Written request
Rewrite the items below, swapping each "mapping pass" for "labeling pass" and leaving all other text untouched.

┌─ Task input

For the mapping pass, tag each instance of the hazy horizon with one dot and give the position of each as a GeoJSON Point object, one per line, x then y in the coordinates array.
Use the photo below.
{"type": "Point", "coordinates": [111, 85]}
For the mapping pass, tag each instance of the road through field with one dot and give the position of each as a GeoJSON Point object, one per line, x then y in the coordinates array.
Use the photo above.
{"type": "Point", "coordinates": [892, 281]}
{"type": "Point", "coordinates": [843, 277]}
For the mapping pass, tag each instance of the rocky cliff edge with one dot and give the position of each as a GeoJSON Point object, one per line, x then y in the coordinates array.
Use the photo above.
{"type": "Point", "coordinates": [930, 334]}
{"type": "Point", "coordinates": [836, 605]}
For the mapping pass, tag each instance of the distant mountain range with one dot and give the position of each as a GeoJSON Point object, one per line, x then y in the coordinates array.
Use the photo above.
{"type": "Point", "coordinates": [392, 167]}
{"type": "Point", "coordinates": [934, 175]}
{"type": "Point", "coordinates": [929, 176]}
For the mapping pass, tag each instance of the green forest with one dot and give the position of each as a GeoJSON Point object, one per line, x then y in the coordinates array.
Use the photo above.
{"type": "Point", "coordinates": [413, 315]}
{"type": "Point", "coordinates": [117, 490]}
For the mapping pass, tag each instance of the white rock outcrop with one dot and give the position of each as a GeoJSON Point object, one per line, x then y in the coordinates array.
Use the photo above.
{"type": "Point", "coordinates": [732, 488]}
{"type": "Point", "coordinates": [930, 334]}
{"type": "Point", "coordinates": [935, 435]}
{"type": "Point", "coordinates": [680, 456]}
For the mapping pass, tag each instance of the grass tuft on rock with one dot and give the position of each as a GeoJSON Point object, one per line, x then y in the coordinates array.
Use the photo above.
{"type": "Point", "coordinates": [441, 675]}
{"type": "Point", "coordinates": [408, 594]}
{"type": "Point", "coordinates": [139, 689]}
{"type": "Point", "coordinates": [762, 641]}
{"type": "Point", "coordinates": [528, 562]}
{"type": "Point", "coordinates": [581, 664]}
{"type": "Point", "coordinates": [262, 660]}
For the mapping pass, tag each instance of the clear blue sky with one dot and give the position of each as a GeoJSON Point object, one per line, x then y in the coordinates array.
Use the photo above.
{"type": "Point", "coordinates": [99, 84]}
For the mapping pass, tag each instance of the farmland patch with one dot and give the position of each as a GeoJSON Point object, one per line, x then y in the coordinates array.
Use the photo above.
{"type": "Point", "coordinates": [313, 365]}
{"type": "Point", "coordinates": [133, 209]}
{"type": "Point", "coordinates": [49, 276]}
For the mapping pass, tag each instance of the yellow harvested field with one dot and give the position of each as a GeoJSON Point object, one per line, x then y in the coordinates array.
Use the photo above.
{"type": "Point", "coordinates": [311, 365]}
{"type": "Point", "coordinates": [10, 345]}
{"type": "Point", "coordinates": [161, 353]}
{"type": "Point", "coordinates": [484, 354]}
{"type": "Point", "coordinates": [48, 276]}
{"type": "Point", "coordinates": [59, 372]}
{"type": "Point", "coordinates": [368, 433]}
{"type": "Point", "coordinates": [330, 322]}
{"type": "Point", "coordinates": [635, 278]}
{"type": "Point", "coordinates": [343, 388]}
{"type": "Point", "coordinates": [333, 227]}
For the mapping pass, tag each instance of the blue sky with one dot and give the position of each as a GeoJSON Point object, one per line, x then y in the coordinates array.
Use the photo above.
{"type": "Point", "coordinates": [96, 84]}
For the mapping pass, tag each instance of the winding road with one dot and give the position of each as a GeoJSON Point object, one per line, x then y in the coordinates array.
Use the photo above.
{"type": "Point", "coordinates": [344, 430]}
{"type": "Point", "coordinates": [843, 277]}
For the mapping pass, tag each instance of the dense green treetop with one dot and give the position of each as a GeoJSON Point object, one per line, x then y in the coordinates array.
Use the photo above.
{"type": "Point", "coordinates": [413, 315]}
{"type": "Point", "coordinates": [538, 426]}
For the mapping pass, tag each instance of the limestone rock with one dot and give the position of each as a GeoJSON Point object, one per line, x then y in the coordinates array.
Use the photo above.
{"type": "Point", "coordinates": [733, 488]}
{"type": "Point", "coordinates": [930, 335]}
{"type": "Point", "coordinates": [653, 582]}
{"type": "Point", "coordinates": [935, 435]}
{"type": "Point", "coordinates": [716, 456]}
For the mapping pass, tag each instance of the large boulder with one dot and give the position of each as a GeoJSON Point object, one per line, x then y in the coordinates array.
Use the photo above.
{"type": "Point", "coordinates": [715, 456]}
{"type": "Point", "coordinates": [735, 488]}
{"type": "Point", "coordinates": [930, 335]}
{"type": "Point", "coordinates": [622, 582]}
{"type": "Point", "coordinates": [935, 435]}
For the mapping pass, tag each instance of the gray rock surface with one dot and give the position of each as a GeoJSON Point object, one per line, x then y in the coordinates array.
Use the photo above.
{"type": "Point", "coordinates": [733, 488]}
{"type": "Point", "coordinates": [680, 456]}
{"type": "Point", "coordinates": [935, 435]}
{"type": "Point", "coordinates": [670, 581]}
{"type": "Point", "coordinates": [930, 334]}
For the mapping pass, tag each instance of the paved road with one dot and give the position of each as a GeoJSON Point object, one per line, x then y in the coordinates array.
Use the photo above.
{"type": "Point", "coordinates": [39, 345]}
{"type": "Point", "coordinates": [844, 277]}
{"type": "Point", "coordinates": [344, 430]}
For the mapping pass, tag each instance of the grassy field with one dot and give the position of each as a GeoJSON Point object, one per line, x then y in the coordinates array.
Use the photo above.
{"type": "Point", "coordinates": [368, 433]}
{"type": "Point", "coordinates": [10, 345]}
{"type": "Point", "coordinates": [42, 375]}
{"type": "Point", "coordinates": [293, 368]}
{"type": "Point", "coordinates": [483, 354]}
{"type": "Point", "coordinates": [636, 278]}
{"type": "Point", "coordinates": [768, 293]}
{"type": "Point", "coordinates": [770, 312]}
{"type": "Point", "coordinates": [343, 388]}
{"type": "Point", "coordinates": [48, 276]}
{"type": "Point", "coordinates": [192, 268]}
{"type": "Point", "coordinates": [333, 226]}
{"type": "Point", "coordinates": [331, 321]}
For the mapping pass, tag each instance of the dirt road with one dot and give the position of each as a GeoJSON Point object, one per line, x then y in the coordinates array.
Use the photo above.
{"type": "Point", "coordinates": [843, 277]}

└─

Result of this task
For the labeling pass, tag each instance of the hazy horizon with one dot and give the position of each as a GeoJSON Point object, one per line, x then y in the coordinates array.
Use the photo below.
{"type": "Point", "coordinates": [111, 85]}
For the labeling pass, tag each instance of the road through field with one dot and give the position of each as a GeoJSON Point object, one per line, x then y in the coordinates array.
Use the photo above.
{"type": "Point", "coordinates": [892, 281]}
{"type": "Point", "coordinates": [843, 277]}
For the labeling pass, tag each instance of the rocky cliff edge with one dot and give the position of each as a GeoJSON Point object, one per line, x then y in the coordinates array.
Use the photo above.
{"type": "Point", "coordinates": [930, 334]}
{"type": "Point", "coordinates": [836, 605]}
For the labeling pass, tag each instance of the distant mountain range with one dot and give the position of each as a GeoJSON Point object, one per line, x then y in the coordinates array.
Use the photo above.
{"type": "Point", "coordinates": [392, 167]}
{"type": "Point", "coordinates": [934, 175]}
{"type": "Point", "coordinates": [929, 176]}
For the labeling pass, tag each instance of the green forest with one dot and give the position of each as a GeoJSON Point object, one per line, x then y in the coordinates array.
Use the photo above.
{"type": "Point", "coordinates": [413, 315]}
{"type": "Point", "coordinates": [117, 490]}
For the labeling pass, tag each instance of the white rock outcrop with one dot and give the position of each as a GeoJSON Point object, one per line, x then y in the coordinates array.
Use the photo above.
{"type": "Point", "coordinates": [732, 488]}
{"type": "Point", "coordinates": [930, 334]}
{"type": "Point", "coordinates": [935, 435]}
{"type": "Point", "coordinates": [680, 456]}
For the labeling pass, tag each instance of the grass tuft on rock with one dot and give the position of each as a GeoJSON Point object, one per line, x then y in the coordinates array.
Use the photo above.
{"type": "Point", "coordinates": [441, 675]}
{"type": "Point", "coordinates": [408, 594]}
{"type": "Point", "coordinates": [139, 689]}
{"type": "Point", "coordinates": [762, 641]}
{"type": "Point", "coordinates": [528, 562]}
{"type": "Point", "coordinates": [581, 664]}
{"type": "Point", "coordinates": [262, 660]}
For the labeling pass, tag each instance of the clear blue sky with one dot and give the position of each as a GeoJSON Point object, one per line, x then y in the coordinates array.
Use the photo above.
{"type": "Point", "coordinates": [99, 84]}
For the labeling pass, tag each instance of the farmland patch with one dot and give the position of each as a GeoJSON Point object, one per line, x then y in the coordinates array.
Use the photo above.
{"type": "Point", "coordinates": [313, 365]}
{"type": "Point", "coordinates": [133, 209]}
{"type": "Point", "coordinates": [49, 276]}
For the labeling pass, tag each instance of the yellow harvested field with one dot and give the position of each as a GeoJSON Point object, one per line, x then y in the coordinates array.
Use the photo above.
{"type": "Point", "coordinates": [311, 365]}
{"type": "Point", "coordinates": [10, 345]}
{"type": "Point", "coordinates": [161, 353]}
{"type": "Point", "coordinates": [484, 354]}
{"type": "Point", "coordinates": [48, 276]}
{"type": "Point", "coordinates": [59, 372]}
{"type": "Point", "coordinates": [368, 433]}
{"type": "Point", "coordinates": [330, 322]}
{"type": "Point", "coordinates": [635, 278]}
{"type": "Point", "coordinates": [343, 388]}
{"type": "Point", "coordinates": [333, 227]}
For the labeling pass, tag each instance of the blue sky with one dot and give the position of each as a GeoJSON Point object, one per line, x then y in the coordinates array.
Use the photo above.
{"type": "Point", "coordinates": [96, 84]}
For the labeling pass, tag each instance of the winding road with one dot and give the position of each as a GeoJSON Point object, one per line, x then y in the coordinates array.
Use the photo above.
{"type": "Point", "coordinates": [344, 430]}
{"type": "Point", "coordinates": [843, 277]}
For the labeling pass, tag each instance of the dense green treetop with one dot and give the position of each as a GeoJSON Point object, one per line, x then y in the coordinates array.
Use the photo above.
{"type": "Point", "coordinates": [413, 315]}
{"type": "Point", "coordinates": [538, 426]}
For the labeling pass, tag each instance of the limestone rock with one dot and give the position of each as a GeoJSON Point object, one per line, x then y in the coordinates array.
Use the photo above.
{"type": "Point", "coordinates": [733, 488]}
{"type": "Point", "coordinates": [930, 335]}
{"type": "Point", "coordinates": [653, 582]}
{"type": "Point", "coordinates": [935, 435]}
{"type": "Point", "coordinates": [716, 456]}
For the labeling pass, tag each instance of the large boulder with one dot and give the position of each as a GeoJSON Point object, one per line, x then y in the coordinates array.
Use the photo above.
{"type": "Point", "coordinates": [715, 456]}
{"type": "Point", "coordinates": [735, 488]}
{"type": "Point", "coordinates": [930, 335]}
{"type": "Point", "coordinates": [622, 582]}
{"type": "Point", "coordinates": [935, 435]}
For the labeling pass, tag each instance of the gray rock surface with one dot and give the position of each as a GeoJSON Point object, one per line, x then y in the coordinates array.
Use the photo above.
{"type": "Point", "coordinates": [733, 488]}
{"type": "Point", "coordinates": [680, 456]}
{"type": "Point", "coordinates": [935, 435]}
{"type": "Point", "coordinates": [670, 581]}
{"type": "Point", "coordinates": [930, 334]}
For the labeling pass, tag each instance of the paved road with one dot and give the position of each as a GeoJSON Point object, one per line, x then y in the coordinates array.
Use the photo above.
{"type": "Point", "coordinates": [39, 345]}
{"type": "Point", "coordinates": [844, 277]}
{"type": "Point", "coordinates": [344, 430]}
For the labeling pass, tag each instance of the grassy field with one dot and give the position of each as a GeoJSON Point object, one per line, x then y in the coordinates array.
Use the photo above.
{"type": "Point", "coordinates": [368, 433]}
{"type": "Point", "coordinates": [10, 345]}
{"type": "Point", "coordinates": [42, 375]}
{"type": "Point", "coordinates": [293, 368]}
{"type": "Point", "coordinates": [483, 354]}
{"type": "Point", "coordinates": [636, 278]}
{"type": "Point", "coordinates": [768, 293]}
{"type": "Point", "coordinates": [770, 312]}
{"type": "Point", "coordinates": [343, 388]}
{"type": "Point", "coordinates": [48, 276]}
{"type": "Point", "coordinates": [192, 268]}
{"type": "Point", "coordinates": [333, 226]}
{"type": "Point", "coordinates": [331, 321]}
For the labeling pass, tag each instance of the dirt road with one dot and give the position of each as a GeoJSON Point object, one per line, x then y in the coordinates array.
Use the photo above.
{"type": "Point", "coordinates": [843, 277]}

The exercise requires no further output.